* **Work to do**
1/ Answer these from the Azure cost passage, one line each:
(a) Under which heading does the speaker go to start working with the cost?
(b) About how many days are left until the end of the month?
(c) How close is the forecast to the actual cost?
2/ Continue the Azure cost passage in the same spoken voice, picking up after its final sentence.
--- Begin Source ---
You can see that I’m paying somewhere between $20 and 100 and $195 a month for Azure services. Now let’s go into individual subscription here. So if I click on it, this is where we get into the description view. And if I wanted to start to play with the cost, I go under cost analysis. Now the cost analysis tool is going to look at the cost that you’ve accumulated in your account. It does take a second to load it’s. Doing a forecast here. You can see that I’m coming up on. I got about three days left till the end of the month. So my forecast is not too far off of my actual cost. You can see, as the month went on, when I accumulated costs and when I was able to cause the cost to slow down, I could probably tie when I’m doing a particular video lectures and teaching to these periods, I turn something on, maybe I forget about it, turn it off, and go through a period where I’m not doing those things.
--- End Source ---
--- Begin Record extracts ---
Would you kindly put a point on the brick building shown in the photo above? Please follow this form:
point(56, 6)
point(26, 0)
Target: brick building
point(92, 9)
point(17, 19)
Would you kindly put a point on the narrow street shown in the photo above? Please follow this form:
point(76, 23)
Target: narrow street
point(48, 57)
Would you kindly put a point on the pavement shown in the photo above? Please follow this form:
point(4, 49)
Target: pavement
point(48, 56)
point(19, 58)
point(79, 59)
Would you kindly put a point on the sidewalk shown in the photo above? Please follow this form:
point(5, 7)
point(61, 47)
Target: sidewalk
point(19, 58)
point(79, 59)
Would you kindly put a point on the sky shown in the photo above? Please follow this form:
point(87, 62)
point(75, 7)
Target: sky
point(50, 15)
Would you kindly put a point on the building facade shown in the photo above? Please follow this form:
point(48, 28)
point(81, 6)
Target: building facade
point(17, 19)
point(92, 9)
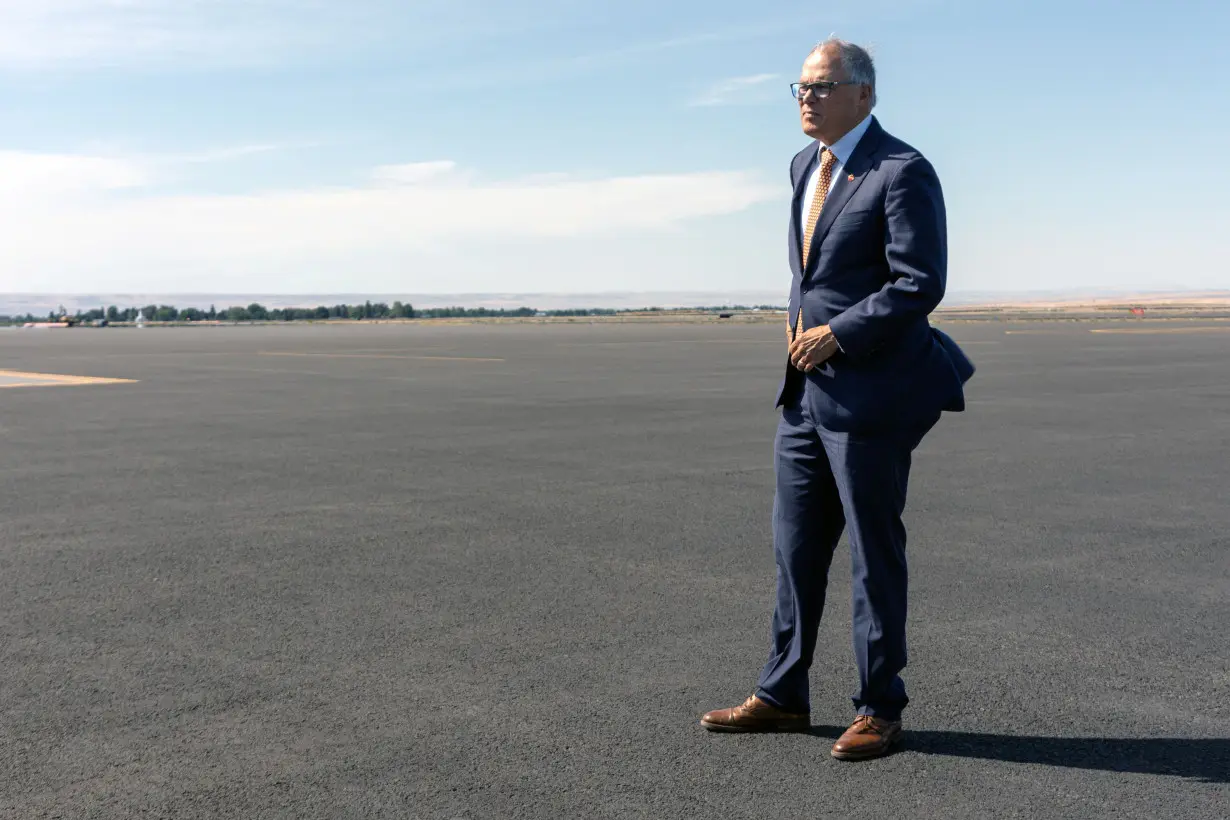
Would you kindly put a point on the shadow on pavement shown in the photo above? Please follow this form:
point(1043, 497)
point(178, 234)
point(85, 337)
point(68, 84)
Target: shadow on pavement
point(1206, 759)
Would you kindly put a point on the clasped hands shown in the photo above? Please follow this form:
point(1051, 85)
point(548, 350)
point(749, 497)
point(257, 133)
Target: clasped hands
point(812, 348)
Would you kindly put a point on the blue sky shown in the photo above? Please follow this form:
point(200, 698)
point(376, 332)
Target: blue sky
point(582, 146)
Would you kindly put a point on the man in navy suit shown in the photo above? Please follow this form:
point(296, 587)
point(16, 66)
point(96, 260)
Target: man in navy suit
point(867, 378)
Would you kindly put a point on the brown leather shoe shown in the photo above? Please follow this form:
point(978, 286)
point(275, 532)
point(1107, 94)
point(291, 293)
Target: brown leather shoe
point(867, 738)
point(755, 716)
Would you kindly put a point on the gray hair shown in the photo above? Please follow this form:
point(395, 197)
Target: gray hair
point(856, 60)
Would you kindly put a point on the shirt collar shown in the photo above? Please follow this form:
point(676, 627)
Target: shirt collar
point(844, 146)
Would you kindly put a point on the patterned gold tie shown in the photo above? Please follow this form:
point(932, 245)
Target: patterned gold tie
point(822, 191)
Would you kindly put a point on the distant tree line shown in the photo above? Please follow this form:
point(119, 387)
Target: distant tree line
point(257, 312)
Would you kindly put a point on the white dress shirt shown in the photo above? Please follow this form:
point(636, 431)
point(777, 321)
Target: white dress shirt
point(841, 150)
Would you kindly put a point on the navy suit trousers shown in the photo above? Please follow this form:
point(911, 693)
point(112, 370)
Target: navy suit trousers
point(828, 483)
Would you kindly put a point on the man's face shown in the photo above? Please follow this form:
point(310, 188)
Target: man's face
point(829, 119)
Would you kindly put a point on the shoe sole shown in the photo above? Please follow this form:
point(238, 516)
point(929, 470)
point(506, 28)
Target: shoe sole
point(763, 729)
point(868, 755)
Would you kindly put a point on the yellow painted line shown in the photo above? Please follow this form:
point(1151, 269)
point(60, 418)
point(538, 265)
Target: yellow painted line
point(1161, 330)
point(374, 355)
point(55, 380)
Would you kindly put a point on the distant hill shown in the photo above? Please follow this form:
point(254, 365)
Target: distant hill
point(39, 304)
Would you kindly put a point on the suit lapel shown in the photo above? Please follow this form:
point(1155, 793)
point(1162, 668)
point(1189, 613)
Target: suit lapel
point(853, 175)
point(796, 229)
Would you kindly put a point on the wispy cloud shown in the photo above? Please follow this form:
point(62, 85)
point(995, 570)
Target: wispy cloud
point(103, 221)
point(737, 91)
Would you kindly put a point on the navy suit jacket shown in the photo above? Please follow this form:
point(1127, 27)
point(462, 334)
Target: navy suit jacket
point(876, 269)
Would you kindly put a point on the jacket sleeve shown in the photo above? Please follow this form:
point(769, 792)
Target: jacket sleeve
point(915, 247)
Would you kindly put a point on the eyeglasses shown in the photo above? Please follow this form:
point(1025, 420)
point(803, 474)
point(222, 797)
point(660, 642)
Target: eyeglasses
point(822, 89)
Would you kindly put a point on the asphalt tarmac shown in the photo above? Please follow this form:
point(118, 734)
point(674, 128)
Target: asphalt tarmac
point(501, 571)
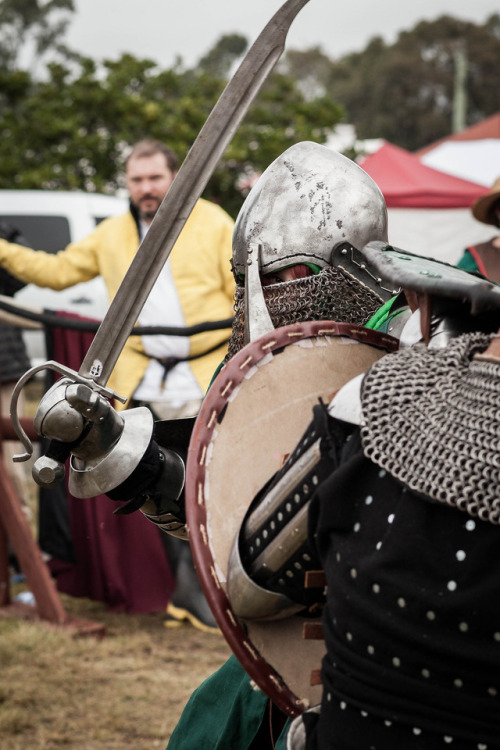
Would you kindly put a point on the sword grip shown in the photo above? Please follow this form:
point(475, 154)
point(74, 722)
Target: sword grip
point(48, 470)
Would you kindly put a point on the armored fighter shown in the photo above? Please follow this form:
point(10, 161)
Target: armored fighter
point(305, 223)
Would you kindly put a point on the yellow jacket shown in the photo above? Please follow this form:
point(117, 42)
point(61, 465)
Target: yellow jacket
point(201, 269)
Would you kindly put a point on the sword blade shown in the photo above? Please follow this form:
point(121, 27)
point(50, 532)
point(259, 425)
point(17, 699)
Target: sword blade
point(187, 187)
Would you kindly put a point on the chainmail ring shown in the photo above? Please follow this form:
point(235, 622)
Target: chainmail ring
point(431, 420)
point(329, 295)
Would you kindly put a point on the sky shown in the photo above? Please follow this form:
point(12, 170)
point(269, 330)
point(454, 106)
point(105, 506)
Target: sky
point(164, 30)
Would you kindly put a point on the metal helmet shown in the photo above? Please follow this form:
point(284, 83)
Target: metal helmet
point(308, 201)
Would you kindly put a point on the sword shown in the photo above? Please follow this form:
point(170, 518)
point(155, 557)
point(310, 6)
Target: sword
point(188, 185)
point(196, 170)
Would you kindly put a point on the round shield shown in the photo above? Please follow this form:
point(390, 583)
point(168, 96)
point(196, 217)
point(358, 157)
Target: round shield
point(254, 413)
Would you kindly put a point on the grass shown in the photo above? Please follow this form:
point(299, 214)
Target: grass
point(127, 690)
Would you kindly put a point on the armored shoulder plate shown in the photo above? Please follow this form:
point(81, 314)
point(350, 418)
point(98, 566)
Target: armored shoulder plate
point(429, 276)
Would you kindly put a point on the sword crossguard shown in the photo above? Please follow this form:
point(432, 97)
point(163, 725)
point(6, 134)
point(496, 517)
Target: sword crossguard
point(71, 377)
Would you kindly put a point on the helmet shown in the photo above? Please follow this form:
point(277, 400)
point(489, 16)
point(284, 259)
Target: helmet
point(308, 201)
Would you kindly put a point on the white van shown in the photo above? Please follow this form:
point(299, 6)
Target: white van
point(50, 220)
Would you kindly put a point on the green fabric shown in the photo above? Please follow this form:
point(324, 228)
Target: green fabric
point(467, 263)
point(224, 713)
point(381, 316)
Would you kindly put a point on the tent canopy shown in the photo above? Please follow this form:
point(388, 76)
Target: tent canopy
point(407, 183)
point(472, 154)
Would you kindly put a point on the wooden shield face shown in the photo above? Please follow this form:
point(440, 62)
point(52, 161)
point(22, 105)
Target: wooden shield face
point(253, 415)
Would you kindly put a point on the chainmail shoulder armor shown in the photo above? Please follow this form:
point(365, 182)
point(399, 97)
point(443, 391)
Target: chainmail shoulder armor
point(431, 420)
point(329, 295)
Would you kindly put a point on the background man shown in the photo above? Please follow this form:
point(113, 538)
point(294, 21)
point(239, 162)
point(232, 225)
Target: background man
point(196, 285)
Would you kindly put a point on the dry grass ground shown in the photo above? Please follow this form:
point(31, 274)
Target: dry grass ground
point(124, 691)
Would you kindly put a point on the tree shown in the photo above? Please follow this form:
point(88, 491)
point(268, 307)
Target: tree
point(404, 91)
point(70, 130)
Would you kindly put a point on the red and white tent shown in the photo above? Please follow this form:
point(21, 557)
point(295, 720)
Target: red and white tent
point(429, 210)
point(472, 154)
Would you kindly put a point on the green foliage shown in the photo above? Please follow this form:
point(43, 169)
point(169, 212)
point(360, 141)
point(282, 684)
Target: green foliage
point(404, 92)
point(71, 129)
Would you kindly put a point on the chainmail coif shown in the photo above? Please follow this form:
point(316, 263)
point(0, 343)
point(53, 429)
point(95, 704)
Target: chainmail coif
point(431, 420)
point(328, 295)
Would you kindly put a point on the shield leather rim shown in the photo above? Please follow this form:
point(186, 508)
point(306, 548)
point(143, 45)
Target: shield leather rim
point(216, 400)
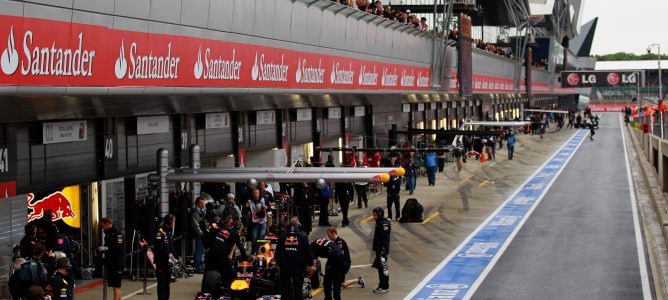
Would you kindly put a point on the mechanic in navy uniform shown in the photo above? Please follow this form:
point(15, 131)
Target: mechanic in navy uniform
point(338, 264)
point(221, 243)
point(381, 246)
point(61, 283)
point(164, 248)
point(293, 257)
point(114, 259)
point(344, 192)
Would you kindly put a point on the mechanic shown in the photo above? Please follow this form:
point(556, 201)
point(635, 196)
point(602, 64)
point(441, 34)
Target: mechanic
point(61, 284)
point(163, 249)
point(222, 245)
point(293, 257)
point(344, 192)
point(114, 259)
point(393, 189)
point(381, 246)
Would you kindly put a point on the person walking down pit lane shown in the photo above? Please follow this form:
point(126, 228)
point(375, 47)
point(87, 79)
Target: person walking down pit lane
point(114, 258)
point(61, 284)
point(336, 269)
point(293, 257)
point(162, 251)
point(431, 163)
point(510, 143)
point(344, 192)
point(198, 224)
point(381, 246)
point(411, 165)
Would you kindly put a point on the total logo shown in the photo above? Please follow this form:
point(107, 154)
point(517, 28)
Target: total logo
point(389, 79)
point(49, 60)
point(368, 77)
point(309, 74)
point(340, 75)
point(269, 71)
point(145, 66)
point(217, 68)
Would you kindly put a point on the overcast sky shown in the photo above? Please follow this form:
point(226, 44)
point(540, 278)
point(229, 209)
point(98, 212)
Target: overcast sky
point(628, 26)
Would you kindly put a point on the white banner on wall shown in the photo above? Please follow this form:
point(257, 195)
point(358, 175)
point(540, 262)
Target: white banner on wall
point(154, 124)
point(304, 114)
point(265, 117)
point(217, 120)
point(334, 113)
point(63, 132)
point(359, 111)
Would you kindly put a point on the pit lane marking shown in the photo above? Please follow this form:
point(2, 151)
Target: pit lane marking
point(465, 180)
point(468, 265)
point(367, 219)
point(139, 291)
point(430, 217)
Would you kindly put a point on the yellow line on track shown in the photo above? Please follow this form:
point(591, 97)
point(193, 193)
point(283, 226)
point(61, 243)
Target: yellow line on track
point(367, 219)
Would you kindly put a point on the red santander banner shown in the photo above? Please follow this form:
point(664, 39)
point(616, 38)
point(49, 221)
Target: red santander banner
point(43, 52)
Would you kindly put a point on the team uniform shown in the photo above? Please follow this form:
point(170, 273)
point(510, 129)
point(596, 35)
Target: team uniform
point(293, 256)
point(381, 246)
point(114, 259)
point(162, 249)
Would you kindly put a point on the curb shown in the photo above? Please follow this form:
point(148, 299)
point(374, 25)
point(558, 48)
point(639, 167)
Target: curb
point(651, 204)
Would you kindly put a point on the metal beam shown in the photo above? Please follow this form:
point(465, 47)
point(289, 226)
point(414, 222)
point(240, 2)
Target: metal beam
point(278, 177)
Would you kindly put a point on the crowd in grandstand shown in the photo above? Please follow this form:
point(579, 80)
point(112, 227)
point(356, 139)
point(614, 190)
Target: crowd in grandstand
point(388, 12)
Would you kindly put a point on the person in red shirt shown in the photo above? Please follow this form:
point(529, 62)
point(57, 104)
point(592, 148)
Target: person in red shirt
point(374, 160)
point(351, 158)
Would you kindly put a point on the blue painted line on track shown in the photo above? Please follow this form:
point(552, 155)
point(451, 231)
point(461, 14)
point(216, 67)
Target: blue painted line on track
point(462, 271)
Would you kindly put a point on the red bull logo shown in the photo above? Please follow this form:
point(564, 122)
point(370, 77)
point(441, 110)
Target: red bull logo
point(57, 203)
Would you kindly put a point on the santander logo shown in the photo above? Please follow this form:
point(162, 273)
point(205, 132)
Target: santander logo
point(46, 58)
point(309, 74)
point(199, 68)
point(10, 58)
point(423, 79)
point(121, 66)
point(217, 68)
point(146, 66)
point(270, 71)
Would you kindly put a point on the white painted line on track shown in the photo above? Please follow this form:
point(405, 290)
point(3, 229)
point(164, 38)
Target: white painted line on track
point(644, 277)
point(139, 291)
point(445, 261)
point(505, 245)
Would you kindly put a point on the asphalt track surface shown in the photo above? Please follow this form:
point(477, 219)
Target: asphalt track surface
point(580, 242)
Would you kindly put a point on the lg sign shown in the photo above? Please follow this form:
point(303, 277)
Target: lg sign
point(598, 79)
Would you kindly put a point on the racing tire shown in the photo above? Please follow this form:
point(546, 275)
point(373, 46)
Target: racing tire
point(211, 282)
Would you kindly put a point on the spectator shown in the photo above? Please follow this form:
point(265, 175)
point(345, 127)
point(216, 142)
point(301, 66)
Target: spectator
point(199, 227)
point(362, 5)
point(423, 24)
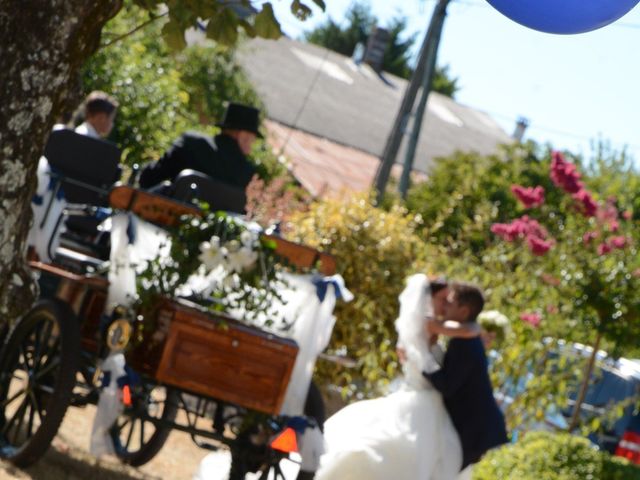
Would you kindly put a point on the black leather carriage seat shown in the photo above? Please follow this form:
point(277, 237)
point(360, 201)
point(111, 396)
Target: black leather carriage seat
point(86, 169)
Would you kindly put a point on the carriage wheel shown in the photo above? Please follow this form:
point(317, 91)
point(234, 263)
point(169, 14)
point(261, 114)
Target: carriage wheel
point(241, 461)
point(137, 439)
point(37, 374)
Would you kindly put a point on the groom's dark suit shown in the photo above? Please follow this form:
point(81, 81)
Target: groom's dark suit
point(466, 389)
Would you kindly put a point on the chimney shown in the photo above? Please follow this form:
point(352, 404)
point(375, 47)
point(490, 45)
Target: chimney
point(521, 126)
point(376, 46)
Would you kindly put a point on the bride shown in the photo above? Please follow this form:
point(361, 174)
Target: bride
point(406, 435)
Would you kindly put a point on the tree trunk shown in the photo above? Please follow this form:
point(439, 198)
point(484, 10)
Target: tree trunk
point(575, 417)
point(43, 44)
--- End Record extracts ---
* **Expected outputs**
1/
(a) Cost analysis.
(b) About three days.
(c) Not too far off.

2/
There’s these types of pie charts that will break out something by service name, by location, my resource group name, if that is what’s important. If you name your resources groups well and you use that to keep projects together. You could probably see which projects in your account are incurring the most costs or which service. Now, I often find that I need to add some filters to this chart in order to get any value out of it. So let’s say I want to see, well, this is an entire month and a lot of those costs are transitory. I turn them on, I do something, I turn them off. I can filter down to a one week billing period. And now I can see where the money was being spent. I didn’t spend actually too much in the one week I spent $4 only.

And I can see I basically have a Cosmos DB database here that is my main source of cost right now. Then you can also check cost by resource, daily cost by service for different views on the same data. So the tool does have some flexibility for you to do filtering based on date, based on other things such as your the location, the region of the world, what type of this meter is basically what the charge is. So it could be bandwidth or CPU or storage. Those are the meter types. Now, if none of this is good enough, you can always download the data and pull that into an Excel spreadsheet, et cetera. This tool also has an API. So if you are sophisticated and you can write some code, you can actually pull down your costs using the Azure API into your own systems or into your own tools to do more in depth analysis on it.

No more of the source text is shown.